• **УКАЗАНИЯ**:
1 > Определите, соответствуют ли утверждениям (a), (b), (c) тексту о деле учительницы Татьяны Порсевой: (a) прокуратура Челябинской области отменила постановление о возбуждении уголовного дела; (b) уголовное дело возбуждено по признакам преступления, предусмотренного ч. 2 ст. 156 УК РФ; (c) мрачную шутку учитель высказал в педагогическом сетевом сообществе. На каждое ответьте «да» или «нет» и дословно приведите решающие слова текста.
2 > Продолжите текст о деле учительницы Татьяны Порсевой, начав сразу после его последнего предложения.

• **ТЕКСТ СТРАНИЦЫ**:

►

Прокуратура Челябинской области отменила постановление о возбуждении уголовного дела против учительницы Татьяны Порсевой, дававшей домашние задания и ставившей оценки первоклашкам, и сделала это с примечательной формулировкой:
Российский учитель по определению – еще даже до углубления в содержание его работы – сугубо зависимый человек
«В связи с широким общественным резонансом… в прокуратуре Челябинской области изучены материалы уголовного дела, возбужденного в отношении педагога одной из школ г. Златоуста по признакам состава преступления, предусмотренного ч. 1 ст. 156 УК РФ. В ходе изучения материалов в порядке надзора установлено, что материалы не содержат в себе достаточных данных, указывающих на признаки преступления…»
В этих казенных фразах бездны смысла. Первое, что следует усвоить всей российской публике, – вот это «в связи с широким общественным резонансом». Есть широкий общественный резонанс – будет изучение материалов уголовного дела. Нет резонанса – изучение материалов может быть отложено на неопределенный срок.
Последовательность «сперва изучение материалов, а потом возбуждение уголовного дела» кажется утопией. В одном из педагогических сетевых сообществ, обсуждающих произошедшее, учитель мрачно пошутил:
«Я совершенно не понимаю: зачем они сделали публичное заявление о возбуждении уголовного дела?! Рыли бы себе потихоньку, тягали училку на допросы – глядишь, как-нибудь ее бы сломали, после чего и явили миру нового Чикатило в юбке! Если бы уж так надо было сообщить об этом деле – так ограничились бы только упоминанием о жестоком обращении, без расшифровки, в чем оно заключалось».

◄

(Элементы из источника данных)
►

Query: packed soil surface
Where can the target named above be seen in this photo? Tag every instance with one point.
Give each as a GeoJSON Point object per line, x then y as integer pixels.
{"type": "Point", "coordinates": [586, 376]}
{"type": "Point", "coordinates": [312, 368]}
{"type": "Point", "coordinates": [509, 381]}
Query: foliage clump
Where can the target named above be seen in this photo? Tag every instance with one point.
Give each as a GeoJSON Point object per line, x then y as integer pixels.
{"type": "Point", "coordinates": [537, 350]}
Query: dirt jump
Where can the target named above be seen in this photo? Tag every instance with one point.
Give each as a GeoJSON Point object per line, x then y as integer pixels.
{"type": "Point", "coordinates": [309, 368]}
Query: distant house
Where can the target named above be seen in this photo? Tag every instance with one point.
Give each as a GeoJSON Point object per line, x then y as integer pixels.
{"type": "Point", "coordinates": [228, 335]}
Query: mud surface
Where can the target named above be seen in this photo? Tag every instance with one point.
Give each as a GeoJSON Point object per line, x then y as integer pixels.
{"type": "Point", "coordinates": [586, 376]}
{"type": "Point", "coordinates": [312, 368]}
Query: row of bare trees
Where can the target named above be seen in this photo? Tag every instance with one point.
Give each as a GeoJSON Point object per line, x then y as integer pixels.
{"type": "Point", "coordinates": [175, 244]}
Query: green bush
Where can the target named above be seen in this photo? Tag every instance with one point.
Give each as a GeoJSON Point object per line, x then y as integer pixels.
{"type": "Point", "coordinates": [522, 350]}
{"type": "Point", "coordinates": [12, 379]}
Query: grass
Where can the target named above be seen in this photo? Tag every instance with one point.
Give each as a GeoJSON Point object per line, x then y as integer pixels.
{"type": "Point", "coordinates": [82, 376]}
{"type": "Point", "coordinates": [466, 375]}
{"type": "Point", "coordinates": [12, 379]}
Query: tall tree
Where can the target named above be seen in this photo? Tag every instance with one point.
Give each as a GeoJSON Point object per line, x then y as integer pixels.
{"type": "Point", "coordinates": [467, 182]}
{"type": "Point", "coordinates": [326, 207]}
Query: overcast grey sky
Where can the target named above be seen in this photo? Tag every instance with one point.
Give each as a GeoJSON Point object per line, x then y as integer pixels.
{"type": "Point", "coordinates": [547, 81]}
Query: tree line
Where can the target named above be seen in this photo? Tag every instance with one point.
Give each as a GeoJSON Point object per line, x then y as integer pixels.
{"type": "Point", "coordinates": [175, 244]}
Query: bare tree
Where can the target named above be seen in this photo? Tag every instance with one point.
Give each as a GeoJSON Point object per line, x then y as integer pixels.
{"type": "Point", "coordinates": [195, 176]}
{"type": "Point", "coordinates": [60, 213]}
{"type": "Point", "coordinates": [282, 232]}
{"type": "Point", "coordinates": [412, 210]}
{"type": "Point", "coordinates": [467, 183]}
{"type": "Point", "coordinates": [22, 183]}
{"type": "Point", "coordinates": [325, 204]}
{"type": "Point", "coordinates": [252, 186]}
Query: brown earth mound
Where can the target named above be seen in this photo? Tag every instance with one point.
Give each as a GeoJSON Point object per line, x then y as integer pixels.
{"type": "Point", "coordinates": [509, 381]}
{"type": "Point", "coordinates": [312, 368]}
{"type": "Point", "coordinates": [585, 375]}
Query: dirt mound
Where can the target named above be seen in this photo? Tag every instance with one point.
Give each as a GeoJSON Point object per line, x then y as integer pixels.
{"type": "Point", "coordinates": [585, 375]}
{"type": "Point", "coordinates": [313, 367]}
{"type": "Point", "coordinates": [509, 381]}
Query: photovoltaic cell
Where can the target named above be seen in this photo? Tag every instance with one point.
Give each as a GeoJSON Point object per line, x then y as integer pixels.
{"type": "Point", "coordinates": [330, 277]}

◄

• **ОТВЕТЫ**:
1 >
(a) Да: «Прокуратура Челябинской области отменила постановление о возбуждении уголовного дела».
(b) Нет: «предусмотренного ч. 1 ст. 156 УК РФ».
(c) Да: «В одном из педагогических сетевых сообществ, обсуждающих произошедшее, учитель мрачно пошутил».

2 >
А может, это не шутка. Если такие «хитроумные следователи» есть – публика о них и не знает. Далеко не все тайное становится явным – напротив, нам известно лишь о том тайном, которое явным стало.
Голодный учитель – не учитель (фото: ТАСС)
|
Ведь, по сути, в «деле о домашних заданиях» ничего не прояснилось. Да, Татьяна Порсева – одна из самых известных и заслуженных учителей Златоуста, в связи с чем за нее вступился не только «общественный резонанс», но и, вероятно, кое-кто поконкретнее.
В частности, руководитель департамента образования Москвы Исаак Калина заявил, что «она хотела как лучше», просто могла быть не обеспечена достаточными знаниями в области психологии. А Исаак Калина – не тот человек, который обыкновенно принимает близко к сердцу происходящее в провинциальной школе.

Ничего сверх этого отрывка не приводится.